### TASK
Pick out every line in the listing below that contains the word "rear" and copy each one. Case matters.

### INFORMATION SUPPLIED

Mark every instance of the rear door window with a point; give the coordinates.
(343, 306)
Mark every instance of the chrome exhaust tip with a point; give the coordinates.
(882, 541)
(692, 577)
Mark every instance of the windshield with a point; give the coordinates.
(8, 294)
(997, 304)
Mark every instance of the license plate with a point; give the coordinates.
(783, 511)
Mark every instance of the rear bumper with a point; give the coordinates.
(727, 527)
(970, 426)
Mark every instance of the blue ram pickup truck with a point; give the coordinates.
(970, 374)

---

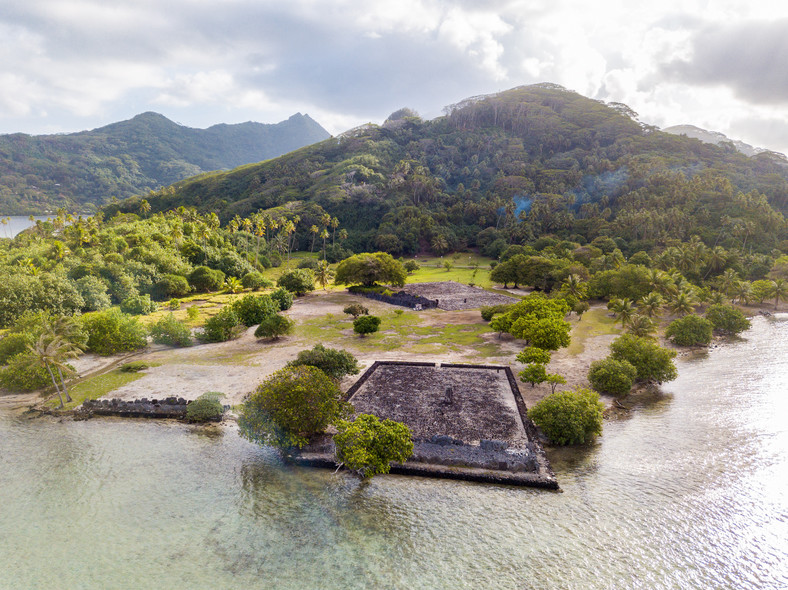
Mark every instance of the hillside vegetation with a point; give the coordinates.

### THE RESPONSE
Mark every instance of the rear door window with a point; give the coordinates.
Mark every instance of the rear bumper with a point; give the coordinates.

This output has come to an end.